** Opening Data extracts block **

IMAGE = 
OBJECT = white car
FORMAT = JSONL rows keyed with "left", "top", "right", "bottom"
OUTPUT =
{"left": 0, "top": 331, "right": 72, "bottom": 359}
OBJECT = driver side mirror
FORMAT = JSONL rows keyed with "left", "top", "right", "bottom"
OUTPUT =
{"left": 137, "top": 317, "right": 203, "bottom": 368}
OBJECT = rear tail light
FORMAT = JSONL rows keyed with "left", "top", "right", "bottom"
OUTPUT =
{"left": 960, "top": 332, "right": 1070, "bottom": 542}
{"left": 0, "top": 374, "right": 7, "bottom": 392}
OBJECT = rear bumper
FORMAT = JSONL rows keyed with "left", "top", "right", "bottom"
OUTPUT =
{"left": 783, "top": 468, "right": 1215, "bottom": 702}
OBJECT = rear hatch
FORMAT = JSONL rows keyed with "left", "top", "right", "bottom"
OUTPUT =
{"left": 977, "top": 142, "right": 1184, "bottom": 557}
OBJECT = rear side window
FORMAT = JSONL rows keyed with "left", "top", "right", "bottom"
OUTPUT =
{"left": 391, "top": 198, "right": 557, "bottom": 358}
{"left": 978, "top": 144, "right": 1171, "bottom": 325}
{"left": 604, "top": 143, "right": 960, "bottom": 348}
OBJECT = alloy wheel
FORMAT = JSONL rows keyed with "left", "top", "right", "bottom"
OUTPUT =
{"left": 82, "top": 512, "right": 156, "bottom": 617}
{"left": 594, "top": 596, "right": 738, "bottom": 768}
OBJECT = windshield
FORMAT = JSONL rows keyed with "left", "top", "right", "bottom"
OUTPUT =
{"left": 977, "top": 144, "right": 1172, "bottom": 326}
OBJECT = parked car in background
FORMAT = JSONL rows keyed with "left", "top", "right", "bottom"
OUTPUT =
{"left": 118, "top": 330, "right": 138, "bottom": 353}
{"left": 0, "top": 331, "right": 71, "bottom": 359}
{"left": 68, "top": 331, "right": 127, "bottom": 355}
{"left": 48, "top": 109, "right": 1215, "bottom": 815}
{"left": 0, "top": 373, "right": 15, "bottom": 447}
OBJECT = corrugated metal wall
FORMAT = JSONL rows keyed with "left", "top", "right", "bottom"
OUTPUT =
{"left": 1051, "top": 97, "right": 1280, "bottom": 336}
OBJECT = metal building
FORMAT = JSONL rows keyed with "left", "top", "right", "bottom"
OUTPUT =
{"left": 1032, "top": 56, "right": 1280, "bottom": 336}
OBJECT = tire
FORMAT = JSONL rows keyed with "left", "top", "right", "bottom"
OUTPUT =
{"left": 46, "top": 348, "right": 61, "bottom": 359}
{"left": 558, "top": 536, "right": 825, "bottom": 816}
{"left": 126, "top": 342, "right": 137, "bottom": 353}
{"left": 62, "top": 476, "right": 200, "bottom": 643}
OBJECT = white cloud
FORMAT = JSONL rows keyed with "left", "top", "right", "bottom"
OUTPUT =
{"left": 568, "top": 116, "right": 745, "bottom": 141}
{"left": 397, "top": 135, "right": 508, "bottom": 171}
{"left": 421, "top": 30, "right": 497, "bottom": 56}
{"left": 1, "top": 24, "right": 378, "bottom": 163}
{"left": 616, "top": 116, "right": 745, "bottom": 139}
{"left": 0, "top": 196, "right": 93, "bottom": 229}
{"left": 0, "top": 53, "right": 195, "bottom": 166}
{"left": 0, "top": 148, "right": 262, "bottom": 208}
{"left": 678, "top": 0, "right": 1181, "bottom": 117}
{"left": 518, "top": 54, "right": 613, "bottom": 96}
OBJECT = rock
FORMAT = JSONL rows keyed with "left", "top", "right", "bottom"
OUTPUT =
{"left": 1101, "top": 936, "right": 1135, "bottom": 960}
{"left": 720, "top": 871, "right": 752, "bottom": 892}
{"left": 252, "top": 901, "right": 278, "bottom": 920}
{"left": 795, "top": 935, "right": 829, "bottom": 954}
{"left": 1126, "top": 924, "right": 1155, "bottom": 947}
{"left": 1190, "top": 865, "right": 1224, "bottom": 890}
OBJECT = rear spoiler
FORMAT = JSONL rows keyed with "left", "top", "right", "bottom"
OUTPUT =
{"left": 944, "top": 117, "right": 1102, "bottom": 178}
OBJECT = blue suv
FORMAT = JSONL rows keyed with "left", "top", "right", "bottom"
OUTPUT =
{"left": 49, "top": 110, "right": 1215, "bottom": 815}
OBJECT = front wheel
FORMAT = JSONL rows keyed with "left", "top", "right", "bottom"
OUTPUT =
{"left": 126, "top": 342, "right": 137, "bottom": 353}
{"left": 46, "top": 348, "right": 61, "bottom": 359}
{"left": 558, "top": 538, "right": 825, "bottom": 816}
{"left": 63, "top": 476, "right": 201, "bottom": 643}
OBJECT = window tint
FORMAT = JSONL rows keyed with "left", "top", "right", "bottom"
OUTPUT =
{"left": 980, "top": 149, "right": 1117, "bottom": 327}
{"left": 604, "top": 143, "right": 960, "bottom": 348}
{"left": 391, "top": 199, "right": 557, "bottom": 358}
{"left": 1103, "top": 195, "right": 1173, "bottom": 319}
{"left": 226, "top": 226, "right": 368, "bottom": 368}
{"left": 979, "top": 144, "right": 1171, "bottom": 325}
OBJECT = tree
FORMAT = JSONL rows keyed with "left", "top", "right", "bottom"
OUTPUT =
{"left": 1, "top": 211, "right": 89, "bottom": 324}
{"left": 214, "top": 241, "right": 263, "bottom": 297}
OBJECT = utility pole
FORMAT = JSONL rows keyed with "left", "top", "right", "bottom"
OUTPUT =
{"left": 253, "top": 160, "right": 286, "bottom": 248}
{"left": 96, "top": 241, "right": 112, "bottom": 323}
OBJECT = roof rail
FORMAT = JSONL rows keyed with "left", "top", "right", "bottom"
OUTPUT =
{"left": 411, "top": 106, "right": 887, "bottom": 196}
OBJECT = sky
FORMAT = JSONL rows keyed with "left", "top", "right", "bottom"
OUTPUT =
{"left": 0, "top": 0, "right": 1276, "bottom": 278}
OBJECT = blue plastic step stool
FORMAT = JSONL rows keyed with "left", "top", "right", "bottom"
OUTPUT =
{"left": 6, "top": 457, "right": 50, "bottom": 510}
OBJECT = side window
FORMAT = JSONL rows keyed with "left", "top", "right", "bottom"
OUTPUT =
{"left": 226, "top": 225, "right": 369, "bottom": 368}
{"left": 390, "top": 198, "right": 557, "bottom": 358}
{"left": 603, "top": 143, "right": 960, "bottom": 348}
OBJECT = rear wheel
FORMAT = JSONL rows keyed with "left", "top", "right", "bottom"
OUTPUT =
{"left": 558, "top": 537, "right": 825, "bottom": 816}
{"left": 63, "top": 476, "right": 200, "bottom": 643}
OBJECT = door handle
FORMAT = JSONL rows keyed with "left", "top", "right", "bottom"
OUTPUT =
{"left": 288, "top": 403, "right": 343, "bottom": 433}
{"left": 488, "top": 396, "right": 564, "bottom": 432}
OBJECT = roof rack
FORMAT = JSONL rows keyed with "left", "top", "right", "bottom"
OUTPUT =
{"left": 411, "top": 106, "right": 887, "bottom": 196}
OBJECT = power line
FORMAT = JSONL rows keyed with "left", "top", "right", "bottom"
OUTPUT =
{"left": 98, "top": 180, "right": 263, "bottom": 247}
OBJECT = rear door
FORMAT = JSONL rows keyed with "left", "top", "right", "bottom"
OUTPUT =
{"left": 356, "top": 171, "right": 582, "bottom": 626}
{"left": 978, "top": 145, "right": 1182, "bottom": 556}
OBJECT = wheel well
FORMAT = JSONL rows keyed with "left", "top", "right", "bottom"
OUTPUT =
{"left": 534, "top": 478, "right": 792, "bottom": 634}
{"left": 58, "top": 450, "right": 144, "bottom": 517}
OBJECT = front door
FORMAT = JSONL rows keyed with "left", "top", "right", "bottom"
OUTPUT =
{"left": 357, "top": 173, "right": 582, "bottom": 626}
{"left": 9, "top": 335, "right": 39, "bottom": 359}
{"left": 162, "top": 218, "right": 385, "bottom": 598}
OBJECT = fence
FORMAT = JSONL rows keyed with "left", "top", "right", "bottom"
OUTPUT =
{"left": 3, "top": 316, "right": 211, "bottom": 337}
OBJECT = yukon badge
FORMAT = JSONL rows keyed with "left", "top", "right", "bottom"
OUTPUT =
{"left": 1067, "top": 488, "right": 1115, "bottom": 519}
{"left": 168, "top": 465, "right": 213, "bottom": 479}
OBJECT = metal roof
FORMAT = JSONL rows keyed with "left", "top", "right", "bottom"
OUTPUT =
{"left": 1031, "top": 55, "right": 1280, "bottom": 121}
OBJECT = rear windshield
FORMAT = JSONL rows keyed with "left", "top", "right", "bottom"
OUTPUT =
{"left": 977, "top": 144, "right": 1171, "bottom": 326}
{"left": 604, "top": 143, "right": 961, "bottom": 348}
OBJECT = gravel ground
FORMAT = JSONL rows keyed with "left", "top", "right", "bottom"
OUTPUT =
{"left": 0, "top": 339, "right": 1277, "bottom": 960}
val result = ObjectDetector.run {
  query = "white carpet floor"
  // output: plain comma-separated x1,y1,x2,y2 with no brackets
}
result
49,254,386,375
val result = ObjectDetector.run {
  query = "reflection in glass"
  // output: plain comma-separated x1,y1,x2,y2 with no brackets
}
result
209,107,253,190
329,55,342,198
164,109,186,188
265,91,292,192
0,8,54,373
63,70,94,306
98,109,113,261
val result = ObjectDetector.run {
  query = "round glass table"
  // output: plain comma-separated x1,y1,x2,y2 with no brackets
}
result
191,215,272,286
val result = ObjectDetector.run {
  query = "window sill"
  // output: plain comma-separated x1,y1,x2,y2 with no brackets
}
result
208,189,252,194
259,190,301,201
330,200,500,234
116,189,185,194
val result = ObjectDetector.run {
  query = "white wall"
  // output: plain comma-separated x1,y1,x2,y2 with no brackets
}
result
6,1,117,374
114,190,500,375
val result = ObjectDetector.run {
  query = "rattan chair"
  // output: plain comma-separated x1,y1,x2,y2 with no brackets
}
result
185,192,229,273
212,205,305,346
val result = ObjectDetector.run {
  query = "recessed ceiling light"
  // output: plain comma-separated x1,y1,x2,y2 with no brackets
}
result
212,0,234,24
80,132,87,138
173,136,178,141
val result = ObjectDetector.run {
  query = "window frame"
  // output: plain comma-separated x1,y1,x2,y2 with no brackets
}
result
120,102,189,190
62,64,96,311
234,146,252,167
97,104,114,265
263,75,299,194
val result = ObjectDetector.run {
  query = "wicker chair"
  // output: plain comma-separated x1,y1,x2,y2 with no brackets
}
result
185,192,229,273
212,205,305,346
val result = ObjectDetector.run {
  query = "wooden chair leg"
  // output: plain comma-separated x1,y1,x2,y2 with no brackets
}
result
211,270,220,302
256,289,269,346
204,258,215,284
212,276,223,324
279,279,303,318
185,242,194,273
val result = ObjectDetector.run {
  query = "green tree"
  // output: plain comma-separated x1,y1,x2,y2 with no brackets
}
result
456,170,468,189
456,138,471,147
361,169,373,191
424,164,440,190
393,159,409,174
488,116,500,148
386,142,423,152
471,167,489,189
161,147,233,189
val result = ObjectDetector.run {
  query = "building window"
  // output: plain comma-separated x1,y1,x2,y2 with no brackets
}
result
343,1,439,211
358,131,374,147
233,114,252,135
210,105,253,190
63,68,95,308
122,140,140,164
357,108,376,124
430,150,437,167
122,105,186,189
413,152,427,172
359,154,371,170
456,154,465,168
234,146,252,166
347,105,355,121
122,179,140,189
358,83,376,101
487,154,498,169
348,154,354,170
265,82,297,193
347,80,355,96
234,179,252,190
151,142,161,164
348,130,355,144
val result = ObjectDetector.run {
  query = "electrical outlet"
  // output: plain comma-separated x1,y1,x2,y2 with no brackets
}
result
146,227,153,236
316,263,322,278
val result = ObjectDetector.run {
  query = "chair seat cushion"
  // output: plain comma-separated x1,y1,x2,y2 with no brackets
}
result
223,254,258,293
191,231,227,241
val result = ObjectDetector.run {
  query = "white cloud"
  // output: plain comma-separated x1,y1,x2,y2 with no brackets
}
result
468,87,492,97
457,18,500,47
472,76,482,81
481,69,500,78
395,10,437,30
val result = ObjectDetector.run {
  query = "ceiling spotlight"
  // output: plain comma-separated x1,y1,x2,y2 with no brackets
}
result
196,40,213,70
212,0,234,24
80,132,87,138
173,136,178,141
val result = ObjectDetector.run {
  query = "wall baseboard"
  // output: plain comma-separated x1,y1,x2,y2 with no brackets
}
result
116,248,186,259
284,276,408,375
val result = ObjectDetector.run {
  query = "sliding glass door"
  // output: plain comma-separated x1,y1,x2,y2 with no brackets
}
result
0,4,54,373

** Closing Data extracts block **

> _Description of the task_
Among the lines in the material above, some may hold "cloud". State how many do, and add nothing.

> _Output of the task_
2